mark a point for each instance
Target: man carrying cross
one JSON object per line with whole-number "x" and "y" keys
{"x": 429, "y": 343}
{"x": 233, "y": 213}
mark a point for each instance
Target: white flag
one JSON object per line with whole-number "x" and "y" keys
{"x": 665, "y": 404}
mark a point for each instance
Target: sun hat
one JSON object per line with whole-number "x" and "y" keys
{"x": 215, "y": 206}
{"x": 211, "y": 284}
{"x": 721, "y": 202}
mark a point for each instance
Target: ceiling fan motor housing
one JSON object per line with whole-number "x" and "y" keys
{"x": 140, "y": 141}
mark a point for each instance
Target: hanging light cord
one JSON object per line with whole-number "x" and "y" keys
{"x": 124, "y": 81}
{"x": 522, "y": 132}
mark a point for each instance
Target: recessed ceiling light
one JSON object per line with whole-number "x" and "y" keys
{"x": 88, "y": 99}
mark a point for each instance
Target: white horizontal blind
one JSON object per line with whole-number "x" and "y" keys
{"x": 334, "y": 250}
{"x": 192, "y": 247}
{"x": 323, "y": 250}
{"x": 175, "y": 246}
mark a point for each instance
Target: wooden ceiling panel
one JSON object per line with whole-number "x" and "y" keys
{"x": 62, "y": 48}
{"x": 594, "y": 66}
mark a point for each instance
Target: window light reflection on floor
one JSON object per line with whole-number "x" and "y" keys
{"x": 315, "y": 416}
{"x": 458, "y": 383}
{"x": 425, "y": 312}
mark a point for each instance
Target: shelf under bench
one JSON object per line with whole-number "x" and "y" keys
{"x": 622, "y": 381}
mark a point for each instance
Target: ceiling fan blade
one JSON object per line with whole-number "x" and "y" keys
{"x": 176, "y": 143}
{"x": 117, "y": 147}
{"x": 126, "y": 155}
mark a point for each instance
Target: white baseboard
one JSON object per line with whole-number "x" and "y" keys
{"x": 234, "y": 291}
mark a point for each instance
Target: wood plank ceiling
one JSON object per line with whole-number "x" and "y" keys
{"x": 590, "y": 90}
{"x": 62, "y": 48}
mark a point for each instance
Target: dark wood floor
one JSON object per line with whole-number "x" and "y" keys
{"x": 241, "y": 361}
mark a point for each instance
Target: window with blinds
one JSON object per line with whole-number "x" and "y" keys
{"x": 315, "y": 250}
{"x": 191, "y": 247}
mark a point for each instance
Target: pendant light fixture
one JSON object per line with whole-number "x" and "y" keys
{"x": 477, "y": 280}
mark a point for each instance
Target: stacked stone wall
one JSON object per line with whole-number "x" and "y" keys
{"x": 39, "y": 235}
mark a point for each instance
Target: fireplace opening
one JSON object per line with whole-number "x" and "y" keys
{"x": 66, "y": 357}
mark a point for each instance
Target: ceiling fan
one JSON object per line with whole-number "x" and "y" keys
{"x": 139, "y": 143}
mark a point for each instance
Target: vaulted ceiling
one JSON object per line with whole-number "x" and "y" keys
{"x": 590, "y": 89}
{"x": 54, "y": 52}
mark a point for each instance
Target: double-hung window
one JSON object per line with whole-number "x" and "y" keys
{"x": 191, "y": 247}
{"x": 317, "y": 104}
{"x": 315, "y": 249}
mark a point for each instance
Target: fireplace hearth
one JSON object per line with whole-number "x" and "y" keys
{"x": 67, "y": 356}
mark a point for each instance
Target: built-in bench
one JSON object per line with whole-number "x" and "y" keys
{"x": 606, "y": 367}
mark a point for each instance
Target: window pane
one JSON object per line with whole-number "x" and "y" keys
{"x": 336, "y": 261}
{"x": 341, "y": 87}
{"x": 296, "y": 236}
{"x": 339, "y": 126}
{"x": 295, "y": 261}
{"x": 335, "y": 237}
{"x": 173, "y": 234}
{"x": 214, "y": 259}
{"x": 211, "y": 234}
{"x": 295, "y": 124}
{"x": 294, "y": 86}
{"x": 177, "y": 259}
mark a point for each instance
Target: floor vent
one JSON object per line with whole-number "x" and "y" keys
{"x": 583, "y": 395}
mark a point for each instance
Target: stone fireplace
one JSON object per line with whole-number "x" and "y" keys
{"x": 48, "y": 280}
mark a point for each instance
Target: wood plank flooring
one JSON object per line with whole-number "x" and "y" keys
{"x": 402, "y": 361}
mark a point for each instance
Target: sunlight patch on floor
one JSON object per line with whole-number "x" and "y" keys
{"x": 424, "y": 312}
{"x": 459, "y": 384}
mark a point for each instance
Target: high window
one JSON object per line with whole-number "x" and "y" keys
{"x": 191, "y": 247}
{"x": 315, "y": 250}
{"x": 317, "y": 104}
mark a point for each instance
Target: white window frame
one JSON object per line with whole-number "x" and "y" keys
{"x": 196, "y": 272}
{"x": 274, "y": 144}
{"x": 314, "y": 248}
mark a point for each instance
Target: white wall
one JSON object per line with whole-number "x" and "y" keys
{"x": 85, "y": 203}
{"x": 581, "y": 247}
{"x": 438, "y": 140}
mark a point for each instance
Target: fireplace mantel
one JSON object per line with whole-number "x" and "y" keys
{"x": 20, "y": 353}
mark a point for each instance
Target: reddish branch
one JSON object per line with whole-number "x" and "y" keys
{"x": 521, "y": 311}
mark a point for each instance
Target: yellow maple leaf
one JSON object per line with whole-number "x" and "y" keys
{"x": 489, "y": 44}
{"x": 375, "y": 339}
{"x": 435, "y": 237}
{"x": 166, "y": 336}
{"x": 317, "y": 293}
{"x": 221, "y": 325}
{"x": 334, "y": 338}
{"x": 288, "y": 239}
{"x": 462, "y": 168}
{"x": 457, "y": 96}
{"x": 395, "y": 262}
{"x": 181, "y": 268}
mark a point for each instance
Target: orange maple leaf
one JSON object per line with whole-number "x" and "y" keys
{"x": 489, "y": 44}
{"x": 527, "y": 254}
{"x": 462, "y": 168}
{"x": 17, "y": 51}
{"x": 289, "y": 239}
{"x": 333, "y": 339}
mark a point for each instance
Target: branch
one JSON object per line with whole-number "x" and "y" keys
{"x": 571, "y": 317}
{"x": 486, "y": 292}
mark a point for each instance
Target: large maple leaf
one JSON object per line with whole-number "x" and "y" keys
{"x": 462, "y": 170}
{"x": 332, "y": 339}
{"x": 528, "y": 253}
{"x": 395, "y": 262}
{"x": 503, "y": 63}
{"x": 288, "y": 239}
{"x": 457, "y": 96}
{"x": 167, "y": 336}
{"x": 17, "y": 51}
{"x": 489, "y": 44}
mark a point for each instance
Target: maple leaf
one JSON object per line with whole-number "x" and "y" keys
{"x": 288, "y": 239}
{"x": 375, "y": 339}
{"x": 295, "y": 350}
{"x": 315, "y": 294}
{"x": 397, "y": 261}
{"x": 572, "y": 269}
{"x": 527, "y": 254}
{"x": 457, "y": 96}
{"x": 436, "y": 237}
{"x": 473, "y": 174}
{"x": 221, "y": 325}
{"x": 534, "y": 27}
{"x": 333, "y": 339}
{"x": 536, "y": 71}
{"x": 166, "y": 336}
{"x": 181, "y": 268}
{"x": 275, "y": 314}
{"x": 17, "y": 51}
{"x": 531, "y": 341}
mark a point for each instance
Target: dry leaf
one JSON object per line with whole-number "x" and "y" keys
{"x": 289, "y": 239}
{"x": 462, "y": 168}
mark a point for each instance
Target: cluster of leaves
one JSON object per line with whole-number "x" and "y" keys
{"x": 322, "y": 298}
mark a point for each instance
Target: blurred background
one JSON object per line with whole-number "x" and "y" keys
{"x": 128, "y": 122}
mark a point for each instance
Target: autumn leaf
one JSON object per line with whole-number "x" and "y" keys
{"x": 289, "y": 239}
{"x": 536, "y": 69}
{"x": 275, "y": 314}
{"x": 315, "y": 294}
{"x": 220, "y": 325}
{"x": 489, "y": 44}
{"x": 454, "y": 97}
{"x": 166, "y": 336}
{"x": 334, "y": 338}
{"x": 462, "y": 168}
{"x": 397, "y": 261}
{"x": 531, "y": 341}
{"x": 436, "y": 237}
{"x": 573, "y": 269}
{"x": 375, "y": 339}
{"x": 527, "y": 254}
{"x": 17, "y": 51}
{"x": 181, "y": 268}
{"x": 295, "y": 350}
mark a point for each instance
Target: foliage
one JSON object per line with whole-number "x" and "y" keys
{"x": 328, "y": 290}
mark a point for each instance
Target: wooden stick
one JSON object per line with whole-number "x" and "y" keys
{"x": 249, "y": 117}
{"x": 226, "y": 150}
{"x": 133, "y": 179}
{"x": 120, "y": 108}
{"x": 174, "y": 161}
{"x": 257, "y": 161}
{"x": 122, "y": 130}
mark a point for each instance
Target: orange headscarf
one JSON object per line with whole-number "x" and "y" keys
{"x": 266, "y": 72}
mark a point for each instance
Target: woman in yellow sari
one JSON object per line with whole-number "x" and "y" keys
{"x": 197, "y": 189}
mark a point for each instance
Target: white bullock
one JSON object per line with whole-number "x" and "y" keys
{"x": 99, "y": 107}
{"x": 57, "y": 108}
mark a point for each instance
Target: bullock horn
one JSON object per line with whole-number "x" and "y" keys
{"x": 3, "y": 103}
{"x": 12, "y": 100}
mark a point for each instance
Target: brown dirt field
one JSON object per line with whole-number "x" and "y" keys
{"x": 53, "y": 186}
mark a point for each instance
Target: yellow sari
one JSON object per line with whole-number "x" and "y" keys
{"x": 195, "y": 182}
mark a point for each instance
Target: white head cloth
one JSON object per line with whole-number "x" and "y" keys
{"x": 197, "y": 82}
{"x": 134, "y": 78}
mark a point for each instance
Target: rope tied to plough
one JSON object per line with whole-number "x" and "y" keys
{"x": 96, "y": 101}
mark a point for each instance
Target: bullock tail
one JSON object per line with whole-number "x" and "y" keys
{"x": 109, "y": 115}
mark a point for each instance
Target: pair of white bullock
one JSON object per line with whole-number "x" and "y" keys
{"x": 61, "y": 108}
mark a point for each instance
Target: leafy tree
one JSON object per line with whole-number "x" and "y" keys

▶ WORK TASK:
The answer must be exactly the lines from the one containing "Target: white head cloth" through the final line of the data, both ends included, and nothing else.

▶ ANSWER FOR THE TASK:
Target: white head cloth
one JSON object per line with whole-number "x" and "y" keys
{"x": 197, "y": 82}
{"x": 134, "y": 78}
mark a point for each instance
Target: rope tied to plough
one JSON object per line with whole-number "x" and "y" keys
{"x": 96, "y": 101}
mark a point for each instance
Target: bullock tail
one JSON object per line with whole-number "x" and "y" keys
{"x": 109, "y": 115}
mark a point for each instance
Target: pair of white bullock
one JSON object per line with whole-number "x" and "y" keys
{"x": 61, "y": 108}
mark a point for each instance
Target: leafy tree
one JSON object per line with whole-number "x" and "y" keys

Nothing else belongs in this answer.